_EXERCISE AIM_.
Extract the records below word for word and ignore the images.

[Photo-based point labeling data]
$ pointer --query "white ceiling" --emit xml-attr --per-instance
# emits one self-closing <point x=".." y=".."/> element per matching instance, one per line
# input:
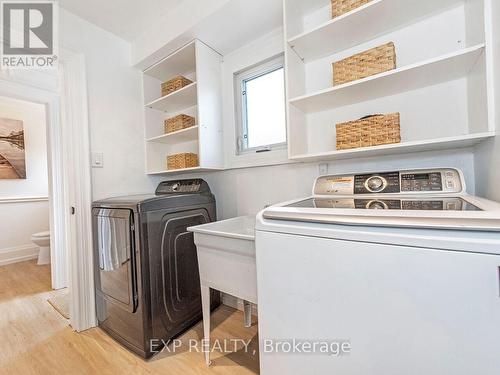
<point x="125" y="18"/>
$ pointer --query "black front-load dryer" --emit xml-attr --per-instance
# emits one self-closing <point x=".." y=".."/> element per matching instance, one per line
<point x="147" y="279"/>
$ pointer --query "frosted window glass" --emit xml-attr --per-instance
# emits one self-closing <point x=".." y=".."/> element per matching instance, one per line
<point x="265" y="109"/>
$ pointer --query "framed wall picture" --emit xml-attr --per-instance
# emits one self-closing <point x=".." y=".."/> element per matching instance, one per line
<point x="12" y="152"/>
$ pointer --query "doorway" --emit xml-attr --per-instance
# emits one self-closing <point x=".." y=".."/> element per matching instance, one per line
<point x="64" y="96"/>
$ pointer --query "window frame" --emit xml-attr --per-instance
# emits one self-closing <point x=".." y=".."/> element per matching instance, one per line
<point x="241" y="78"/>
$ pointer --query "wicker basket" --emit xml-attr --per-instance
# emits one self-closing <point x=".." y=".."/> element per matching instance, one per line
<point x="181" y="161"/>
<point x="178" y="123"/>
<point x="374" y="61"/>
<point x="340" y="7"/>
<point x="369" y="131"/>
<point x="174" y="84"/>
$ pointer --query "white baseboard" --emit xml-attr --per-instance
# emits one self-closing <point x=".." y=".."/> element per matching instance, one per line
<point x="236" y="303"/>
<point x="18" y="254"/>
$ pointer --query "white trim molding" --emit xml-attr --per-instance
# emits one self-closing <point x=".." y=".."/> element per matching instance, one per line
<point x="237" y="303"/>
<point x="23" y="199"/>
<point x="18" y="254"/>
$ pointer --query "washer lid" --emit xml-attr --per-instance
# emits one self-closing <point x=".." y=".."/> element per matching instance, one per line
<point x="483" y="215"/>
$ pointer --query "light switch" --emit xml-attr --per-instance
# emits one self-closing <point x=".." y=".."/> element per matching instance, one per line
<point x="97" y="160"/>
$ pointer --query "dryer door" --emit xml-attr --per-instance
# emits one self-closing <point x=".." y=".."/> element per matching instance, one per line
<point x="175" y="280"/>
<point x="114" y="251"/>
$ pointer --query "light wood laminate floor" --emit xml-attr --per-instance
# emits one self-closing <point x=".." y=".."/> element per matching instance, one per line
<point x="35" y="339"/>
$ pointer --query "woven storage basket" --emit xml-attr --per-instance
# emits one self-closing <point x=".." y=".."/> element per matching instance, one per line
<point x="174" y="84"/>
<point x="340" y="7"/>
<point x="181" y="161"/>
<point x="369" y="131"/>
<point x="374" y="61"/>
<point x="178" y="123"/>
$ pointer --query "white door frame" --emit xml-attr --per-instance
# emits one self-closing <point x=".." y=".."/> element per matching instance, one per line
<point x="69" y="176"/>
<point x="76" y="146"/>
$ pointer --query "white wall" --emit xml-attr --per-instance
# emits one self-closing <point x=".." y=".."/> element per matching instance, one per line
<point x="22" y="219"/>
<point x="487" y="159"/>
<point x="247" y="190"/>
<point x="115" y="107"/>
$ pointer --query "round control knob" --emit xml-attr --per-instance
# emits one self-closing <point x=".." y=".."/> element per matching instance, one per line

_FULL RESPONSE_.
$ pointer --query "white ceiling" --emit xml-attr --per-instance
# emits one self-closing <point x=".." y=".."/> element per matching instance, one per line
# input:
<point x="125" y="18"/>
$ pointer --query "black front-load dryer" --emit xml-attr --per-instance
# emits one self-closing <point x=".." y=".."/> element per matching instance, one per line
<point x="147" y="279"/>
$ pointer --query "frosted window glass" --emit xml-attr --per-instance
# emits one self-closing <point x=".." y=".."/> element per matching instance, one per line
<point x="265" y="109"/>
$ pointer --query "framed wall picture" --emit xml-attr --per-instance
# emits one self-closing <point x=".." y=".."/> element per matching instance, one per line
<point x="12" y="152"/>
$ pointer --query "doorway" --emit xml-attr --per-instance
# emits one self-closing <point x=".." y=".."/> element per matching instance, one per line
<point x="64" y="96"/>
$ pointer --query "window frame" --emit xml-attr --per-instance
# emits one self-closing <point x=".." y=".."/> element per matching instance, one per line
<point x="241" y="78"/>
$ pointer --query "wicker basket" --emit xml-attr --per-instance
# emits one self-closing <point x=".." y=".."/> element per matching instance, one per line
<point x="181" y="161"/>
<point x="178" y="123"/>
<point x="374" y="61"/>
<point x="340" y="7"/>
<point x="369" y="131"/>
<point x="174" y="84"/>
$ pointer --query "white baseboard" --emit xml-attr --per-instance
# emits one self-closing <point x=".." y=".."/> element per matching instance, one per line
<point x="236" y="303"/>
<point x="18" y="254"/>
$ pointer --query "white trim molding" --emit xml-attr --per-instance
# emits one self-closing <point x=".." y=".."/> element per matching instance, one per line
<point x="237" y="303"/>
<point x="23" y="199"/>
<point x="18" y="254"/>
$ pointer --query "washer lid" --emit xml-attr --per-instance
# emits one self-closing <point x=".." y=".."/> element per matching instance, one per line
<point x="483" y="215"/>
$ pointer --query "light switch" --emit xml-attr --per-instance
# emits one self-closing <point x=".." y=".."/> element per matching instance, one per line
<point x="97" y="160"/>
$ pointer --query "dryer door" --emit xml-attr --per-instance
# emits one self-closing <point x=".." y=".."/> element per matching instance, one per line
<point x="175" y="280"/>
<point x="114" y="251"/>
$ pointer --query "light wood laminate floor" --emit xml-attr --per-instance
# emits one self-closing <point x=".." y=".."/> element per matching instance, one per line
<point x="35" y="339"/>
$ pointer --query "woven storage basket" --emit xml-attr --per-instance
# emits one self-closing <point x=".." y=".."/> element per matching instance, one per line
<point x="174" y="84"/>
<point x="340" y="7"/>
<point x="181" y="161"/>
<point x="369" y="131"/>
<point x="374" y="61"/>
<point x="178" y="123"/>
$ pointer --query "white door frame" --emit xml-attr --per-instance
# emits one self-closing <point x=".." y=".."/> element per matching instance, one per line
<point x="69" y="176"/>
<point x="76" y="146"/>
$ pointer --query "white wall" --emit xml-attr --per-instance
# emits one self-closing <point x=".." y=".."/> element per matching instance, one per line
<point x="22" y="219"/>
<point x="487" y="159"/>
<point x="247" y="190"/>
<point x="115" y="107"/>
$ pointer --query "round control knob" --emit xml-attr --per-instance
# emits one self-closing <point x=".." y=".."/> element per matching instance, one per line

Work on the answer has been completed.